- [Task statement] Format the lines from the line containing "TARGET = pedestrian standing on street" up to and including the line containing "column 149, row 547" as a Markdown table with the columns Number and Text, leaving out any blank lines. Put each line's position in that span under Number and the line itself under Text.
══ Supplied data ══
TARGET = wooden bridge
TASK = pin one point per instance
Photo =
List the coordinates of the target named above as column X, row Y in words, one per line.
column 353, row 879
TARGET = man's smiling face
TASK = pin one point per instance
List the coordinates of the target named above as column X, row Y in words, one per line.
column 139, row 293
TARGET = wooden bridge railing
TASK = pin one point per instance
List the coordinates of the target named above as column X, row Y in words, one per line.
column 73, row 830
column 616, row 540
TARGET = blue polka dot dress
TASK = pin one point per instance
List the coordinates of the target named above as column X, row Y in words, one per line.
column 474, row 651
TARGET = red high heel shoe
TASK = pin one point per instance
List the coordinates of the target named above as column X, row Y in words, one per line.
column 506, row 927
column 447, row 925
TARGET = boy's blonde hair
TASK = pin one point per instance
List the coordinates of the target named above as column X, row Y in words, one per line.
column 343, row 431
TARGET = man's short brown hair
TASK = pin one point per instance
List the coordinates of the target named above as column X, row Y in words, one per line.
═══
══ Supplied data ══
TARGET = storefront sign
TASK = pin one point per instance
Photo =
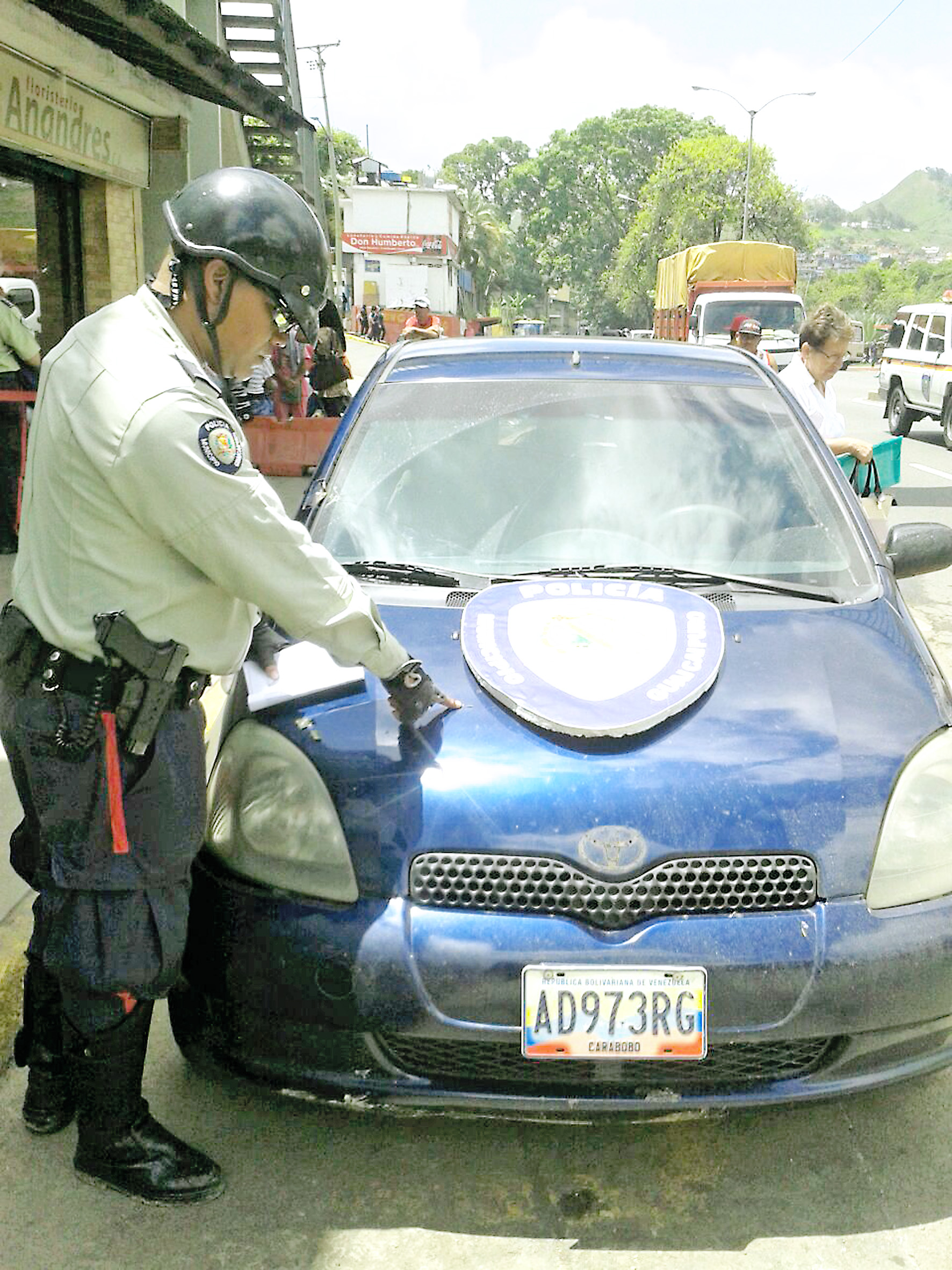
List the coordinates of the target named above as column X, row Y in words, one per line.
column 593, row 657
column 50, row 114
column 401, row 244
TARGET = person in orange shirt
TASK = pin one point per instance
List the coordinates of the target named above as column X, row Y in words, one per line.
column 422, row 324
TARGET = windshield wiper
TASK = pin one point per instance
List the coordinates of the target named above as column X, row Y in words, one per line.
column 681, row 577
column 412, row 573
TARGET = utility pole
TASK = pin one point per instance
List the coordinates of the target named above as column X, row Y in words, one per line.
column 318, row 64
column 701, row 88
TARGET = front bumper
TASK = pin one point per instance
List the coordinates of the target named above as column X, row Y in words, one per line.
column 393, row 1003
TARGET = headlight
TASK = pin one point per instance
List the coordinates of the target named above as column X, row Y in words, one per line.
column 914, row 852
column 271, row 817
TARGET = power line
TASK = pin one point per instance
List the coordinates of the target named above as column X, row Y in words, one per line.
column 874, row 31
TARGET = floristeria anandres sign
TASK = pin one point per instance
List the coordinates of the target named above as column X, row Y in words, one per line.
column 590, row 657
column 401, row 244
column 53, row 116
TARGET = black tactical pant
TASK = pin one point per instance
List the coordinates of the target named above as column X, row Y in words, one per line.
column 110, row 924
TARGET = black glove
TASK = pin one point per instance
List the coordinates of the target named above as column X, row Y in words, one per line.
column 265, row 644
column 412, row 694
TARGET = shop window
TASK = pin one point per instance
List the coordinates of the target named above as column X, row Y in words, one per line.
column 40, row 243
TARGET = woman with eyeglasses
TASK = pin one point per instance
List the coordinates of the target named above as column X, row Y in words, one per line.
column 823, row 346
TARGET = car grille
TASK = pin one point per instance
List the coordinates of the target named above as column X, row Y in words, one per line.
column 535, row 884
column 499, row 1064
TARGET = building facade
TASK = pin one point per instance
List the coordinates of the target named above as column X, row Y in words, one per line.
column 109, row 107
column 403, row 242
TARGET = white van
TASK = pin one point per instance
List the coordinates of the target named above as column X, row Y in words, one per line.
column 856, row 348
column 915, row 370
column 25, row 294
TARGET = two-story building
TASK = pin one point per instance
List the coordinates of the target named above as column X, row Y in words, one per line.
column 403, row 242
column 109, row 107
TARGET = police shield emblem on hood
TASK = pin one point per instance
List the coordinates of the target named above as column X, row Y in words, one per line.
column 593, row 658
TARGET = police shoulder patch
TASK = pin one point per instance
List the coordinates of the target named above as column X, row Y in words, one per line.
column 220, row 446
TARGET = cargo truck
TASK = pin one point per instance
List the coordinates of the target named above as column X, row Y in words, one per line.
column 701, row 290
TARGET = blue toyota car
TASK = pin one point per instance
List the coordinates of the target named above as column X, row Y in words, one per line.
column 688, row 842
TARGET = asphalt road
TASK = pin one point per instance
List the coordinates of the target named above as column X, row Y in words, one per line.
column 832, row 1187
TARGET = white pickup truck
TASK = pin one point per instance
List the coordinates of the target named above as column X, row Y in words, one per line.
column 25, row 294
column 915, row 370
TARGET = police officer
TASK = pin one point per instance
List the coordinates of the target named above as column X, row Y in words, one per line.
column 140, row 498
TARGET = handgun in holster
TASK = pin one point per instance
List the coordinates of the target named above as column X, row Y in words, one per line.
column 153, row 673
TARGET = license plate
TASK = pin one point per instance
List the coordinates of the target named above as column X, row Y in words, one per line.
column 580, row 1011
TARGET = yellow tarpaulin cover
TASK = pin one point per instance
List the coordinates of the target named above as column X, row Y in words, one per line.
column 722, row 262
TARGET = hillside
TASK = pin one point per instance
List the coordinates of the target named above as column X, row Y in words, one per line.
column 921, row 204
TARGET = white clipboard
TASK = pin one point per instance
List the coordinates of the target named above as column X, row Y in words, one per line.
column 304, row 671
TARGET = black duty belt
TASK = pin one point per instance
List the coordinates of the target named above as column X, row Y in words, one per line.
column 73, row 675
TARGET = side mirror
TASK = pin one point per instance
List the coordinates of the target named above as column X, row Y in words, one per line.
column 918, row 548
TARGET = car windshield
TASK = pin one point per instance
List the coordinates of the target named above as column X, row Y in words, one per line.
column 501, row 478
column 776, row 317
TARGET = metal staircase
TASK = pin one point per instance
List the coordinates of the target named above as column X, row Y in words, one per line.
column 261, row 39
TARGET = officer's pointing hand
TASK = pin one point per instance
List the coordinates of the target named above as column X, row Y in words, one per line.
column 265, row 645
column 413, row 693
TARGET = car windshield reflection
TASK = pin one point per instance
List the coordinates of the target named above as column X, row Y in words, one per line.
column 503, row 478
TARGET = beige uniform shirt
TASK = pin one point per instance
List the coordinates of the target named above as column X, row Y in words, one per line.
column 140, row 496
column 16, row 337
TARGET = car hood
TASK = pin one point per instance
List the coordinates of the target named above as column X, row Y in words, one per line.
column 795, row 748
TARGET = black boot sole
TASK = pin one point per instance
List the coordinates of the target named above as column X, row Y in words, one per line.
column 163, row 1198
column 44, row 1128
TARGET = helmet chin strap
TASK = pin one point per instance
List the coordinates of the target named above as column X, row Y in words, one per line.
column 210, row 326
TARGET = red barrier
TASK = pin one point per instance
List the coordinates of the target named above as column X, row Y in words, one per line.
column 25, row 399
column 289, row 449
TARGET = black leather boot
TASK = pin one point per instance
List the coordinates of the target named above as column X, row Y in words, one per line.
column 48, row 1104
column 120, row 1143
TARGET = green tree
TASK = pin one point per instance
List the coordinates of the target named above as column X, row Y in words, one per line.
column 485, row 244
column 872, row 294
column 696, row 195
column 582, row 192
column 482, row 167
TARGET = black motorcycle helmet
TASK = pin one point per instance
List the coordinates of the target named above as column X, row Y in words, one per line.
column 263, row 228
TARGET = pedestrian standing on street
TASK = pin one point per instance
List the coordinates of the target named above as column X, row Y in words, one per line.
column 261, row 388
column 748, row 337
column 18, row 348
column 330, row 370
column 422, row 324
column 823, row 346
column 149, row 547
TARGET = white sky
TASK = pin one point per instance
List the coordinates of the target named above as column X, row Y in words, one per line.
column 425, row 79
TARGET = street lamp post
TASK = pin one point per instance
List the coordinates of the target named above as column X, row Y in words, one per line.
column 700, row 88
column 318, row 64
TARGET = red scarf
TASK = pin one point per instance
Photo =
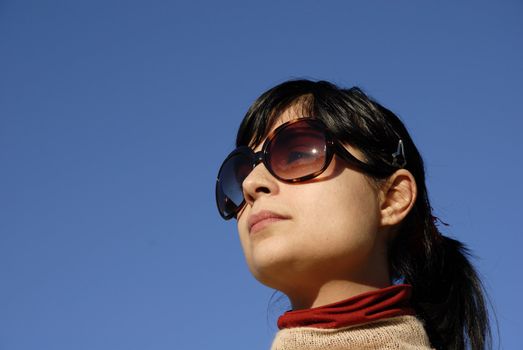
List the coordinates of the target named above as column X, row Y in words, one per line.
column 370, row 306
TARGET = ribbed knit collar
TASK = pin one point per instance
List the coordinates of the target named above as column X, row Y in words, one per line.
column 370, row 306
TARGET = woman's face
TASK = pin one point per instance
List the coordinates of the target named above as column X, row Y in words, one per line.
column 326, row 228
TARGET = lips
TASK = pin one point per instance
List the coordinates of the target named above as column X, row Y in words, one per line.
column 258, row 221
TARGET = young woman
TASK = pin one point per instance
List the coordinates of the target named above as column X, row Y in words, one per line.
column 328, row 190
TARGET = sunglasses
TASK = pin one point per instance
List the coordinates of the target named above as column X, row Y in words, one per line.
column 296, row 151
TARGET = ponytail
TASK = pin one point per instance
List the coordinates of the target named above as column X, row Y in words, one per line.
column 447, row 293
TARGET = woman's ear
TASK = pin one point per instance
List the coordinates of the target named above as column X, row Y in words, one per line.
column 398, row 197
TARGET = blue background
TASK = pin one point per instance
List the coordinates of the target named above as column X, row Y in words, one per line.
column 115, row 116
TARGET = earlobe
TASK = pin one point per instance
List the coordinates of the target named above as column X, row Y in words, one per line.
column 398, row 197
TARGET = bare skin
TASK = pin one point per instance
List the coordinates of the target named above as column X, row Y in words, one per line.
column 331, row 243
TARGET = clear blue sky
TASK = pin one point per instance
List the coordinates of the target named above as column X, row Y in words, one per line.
═══
══ Supplied data ══
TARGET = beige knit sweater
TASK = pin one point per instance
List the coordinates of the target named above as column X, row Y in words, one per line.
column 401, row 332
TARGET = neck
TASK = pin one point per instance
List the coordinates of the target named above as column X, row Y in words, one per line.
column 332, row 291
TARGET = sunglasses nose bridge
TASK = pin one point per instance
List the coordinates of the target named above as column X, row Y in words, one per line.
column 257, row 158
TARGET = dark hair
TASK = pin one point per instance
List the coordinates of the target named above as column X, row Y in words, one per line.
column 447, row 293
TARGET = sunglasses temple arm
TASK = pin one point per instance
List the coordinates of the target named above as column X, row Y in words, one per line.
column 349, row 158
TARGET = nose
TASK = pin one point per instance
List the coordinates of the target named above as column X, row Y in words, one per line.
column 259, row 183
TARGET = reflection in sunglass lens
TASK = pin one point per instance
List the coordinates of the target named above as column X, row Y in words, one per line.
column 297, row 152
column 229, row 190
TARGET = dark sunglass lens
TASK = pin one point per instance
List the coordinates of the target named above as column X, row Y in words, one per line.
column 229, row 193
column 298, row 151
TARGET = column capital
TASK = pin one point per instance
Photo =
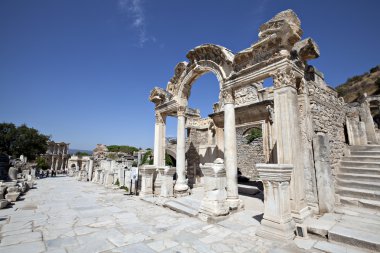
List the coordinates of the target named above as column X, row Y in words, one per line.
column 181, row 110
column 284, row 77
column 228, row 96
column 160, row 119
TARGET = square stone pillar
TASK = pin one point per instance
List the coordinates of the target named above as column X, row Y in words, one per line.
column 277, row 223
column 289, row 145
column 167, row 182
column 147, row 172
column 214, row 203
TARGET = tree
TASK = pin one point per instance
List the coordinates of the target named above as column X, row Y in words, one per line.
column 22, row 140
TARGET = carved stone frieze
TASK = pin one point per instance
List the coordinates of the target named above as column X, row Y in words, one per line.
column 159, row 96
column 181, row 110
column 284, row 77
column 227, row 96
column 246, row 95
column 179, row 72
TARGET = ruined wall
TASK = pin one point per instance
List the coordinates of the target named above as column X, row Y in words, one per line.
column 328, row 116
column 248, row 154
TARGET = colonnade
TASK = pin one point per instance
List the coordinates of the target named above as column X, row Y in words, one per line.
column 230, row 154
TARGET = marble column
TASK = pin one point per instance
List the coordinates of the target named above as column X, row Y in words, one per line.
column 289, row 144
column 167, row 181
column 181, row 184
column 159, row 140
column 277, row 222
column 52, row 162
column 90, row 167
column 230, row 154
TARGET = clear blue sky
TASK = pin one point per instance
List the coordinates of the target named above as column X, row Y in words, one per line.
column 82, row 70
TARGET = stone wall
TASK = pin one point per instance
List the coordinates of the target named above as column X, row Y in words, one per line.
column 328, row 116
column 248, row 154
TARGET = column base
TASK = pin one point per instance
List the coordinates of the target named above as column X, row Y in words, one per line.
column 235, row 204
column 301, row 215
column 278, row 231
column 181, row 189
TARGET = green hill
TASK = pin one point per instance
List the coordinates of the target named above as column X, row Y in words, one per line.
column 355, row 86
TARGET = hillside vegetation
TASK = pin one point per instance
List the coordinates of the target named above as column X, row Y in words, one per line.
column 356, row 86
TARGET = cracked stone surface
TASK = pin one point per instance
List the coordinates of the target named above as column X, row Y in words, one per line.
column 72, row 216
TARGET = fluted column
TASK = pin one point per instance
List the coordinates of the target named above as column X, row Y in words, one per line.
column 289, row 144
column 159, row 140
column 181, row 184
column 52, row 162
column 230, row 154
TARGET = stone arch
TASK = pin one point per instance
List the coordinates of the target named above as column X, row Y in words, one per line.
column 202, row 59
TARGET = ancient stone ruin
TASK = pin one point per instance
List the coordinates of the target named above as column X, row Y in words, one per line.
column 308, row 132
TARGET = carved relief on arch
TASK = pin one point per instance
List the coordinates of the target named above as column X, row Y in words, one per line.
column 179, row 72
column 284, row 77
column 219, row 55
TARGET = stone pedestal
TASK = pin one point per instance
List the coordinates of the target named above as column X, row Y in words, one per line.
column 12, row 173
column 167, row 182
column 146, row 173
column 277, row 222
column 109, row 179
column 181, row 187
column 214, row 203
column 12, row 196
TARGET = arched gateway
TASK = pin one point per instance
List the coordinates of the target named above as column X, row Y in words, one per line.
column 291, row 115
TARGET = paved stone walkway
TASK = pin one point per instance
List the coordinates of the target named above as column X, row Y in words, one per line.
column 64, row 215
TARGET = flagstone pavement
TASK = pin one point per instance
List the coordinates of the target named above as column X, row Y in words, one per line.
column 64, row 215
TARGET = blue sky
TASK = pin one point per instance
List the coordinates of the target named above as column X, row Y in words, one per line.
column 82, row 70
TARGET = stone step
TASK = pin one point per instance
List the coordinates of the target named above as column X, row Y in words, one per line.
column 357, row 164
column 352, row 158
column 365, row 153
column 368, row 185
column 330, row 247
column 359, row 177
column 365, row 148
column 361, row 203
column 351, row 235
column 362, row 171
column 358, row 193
═══
- [Answer to the task]
| Number | Text |
|---|---|
| 1 | TARGET = pedestrian standing on street |
| 2 | TASK = pin one point per instance |
| 3 | List the coordinates of the target named above as column X, row Y in words, one per line. |
| 4 | column 261, row 388 |
| 5 | column 748, row 337 |
| 6 | column 18, row 348 |
| 7 | column 330, row 370 |
| 8 | column 422, row 324 |
| 9 | column 823, row 346 |
| 10 | column 149, row 547 |